(Data for analysis Opens)

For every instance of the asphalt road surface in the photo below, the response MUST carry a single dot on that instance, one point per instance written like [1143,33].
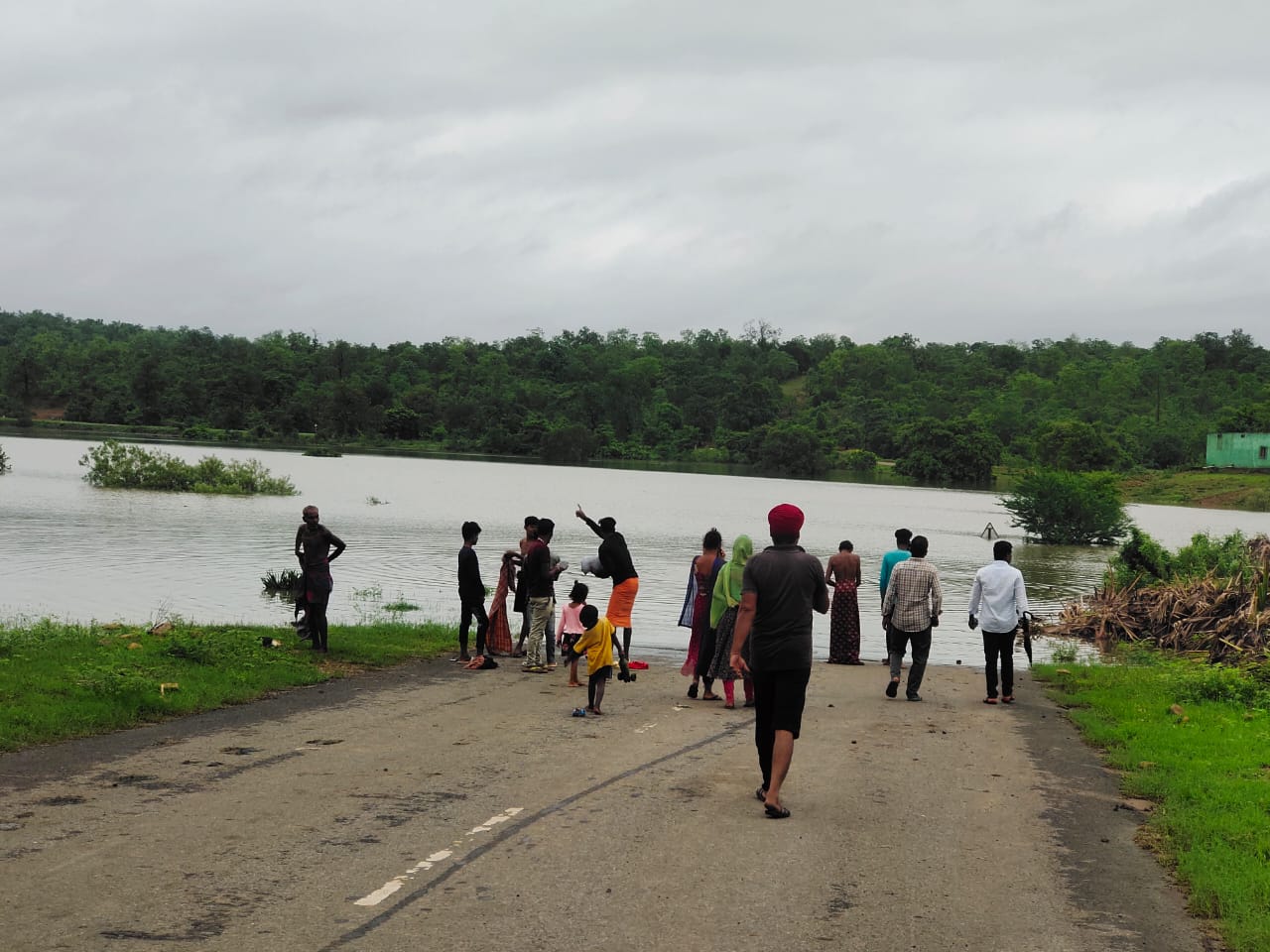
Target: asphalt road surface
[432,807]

(Data for analysis Closes)
(Data for analysis Opens)

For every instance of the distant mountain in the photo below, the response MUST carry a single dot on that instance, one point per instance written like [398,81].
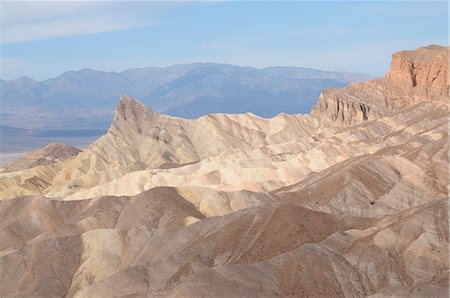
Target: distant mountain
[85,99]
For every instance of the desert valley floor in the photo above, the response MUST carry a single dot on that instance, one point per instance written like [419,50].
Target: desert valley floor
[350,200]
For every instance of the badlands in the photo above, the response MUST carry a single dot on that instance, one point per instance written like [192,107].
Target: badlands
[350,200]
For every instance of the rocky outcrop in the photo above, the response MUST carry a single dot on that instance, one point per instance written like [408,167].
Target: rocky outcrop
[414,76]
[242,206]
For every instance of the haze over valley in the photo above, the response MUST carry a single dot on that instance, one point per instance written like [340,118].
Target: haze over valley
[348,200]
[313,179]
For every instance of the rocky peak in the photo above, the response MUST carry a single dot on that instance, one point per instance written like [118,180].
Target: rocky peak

(Data for analysis Closes)
(Data for analysis Opens)

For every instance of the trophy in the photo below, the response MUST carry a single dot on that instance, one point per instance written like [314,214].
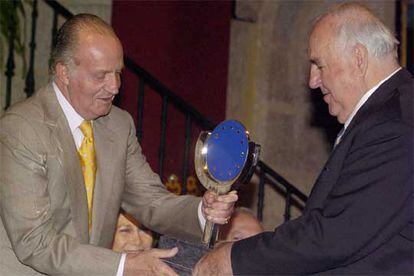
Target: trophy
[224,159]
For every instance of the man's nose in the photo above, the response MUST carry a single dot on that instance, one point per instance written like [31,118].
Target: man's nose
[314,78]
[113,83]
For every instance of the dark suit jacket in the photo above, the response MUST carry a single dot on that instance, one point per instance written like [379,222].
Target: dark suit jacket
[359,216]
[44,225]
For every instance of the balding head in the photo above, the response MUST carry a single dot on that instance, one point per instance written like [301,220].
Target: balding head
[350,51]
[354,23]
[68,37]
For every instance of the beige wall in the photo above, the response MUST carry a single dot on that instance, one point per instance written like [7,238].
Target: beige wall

(Data for analysis Closes)

Within the listing above, locate the line containing "For every instance of the haze" and the line containing "Target: rocky peak". Reproduce those two lines and all lines between them exactly, with nothing added.

Task solution:
For every instance of the haze over valley in the photo above, the response MUST carry a single dot on that instance, one point per instance written like [340,118].
Target: haze over valley
[348,200]
[313,179]
For every instance of the rocky peak in the photo above, the response MUST carry a single dot on that instance, one point per instance written like [118,180].
Target: rocky peak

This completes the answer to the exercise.